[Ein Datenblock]

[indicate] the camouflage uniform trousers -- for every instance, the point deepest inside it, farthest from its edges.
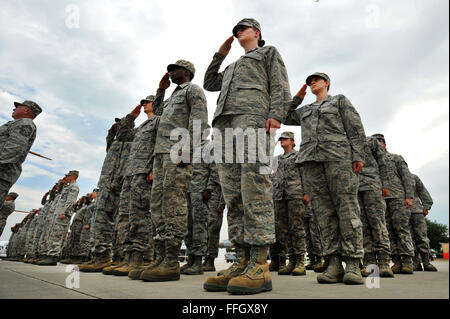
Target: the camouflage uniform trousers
(196, 239)
(292, 232)
(2, 223)
(397, 222)
(168, 203)
(313, 244)
(246, 186)
(333, 190)
(419, 234)
(83, 247)
(103, 226)
(55, 240)
(5, 186)
(215, 220)
(135, 203)
(375, 233)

» **Was zu tun ist**:
Schreibe die Daten oben Zeile für Zeile unverändert nieder, lass dabei aber das Bild weg.

» **Schriftliche Antwort**:
[indicate] the camouflage uniform trousers -- for every instance, the point deepest inside it, farthest from its edges.
Target: the camouflage uniform trousers
(196, 239)
(292, 232)
(2, 223)
(397, 222)
(168, 203)
(313, 244)
(246, 186)
(333, 190)
(419, 234)
(83, 247)
(103, 226)
(55, 240)
(5, 186)
(215, 220)
(135, 203)
(375, 233)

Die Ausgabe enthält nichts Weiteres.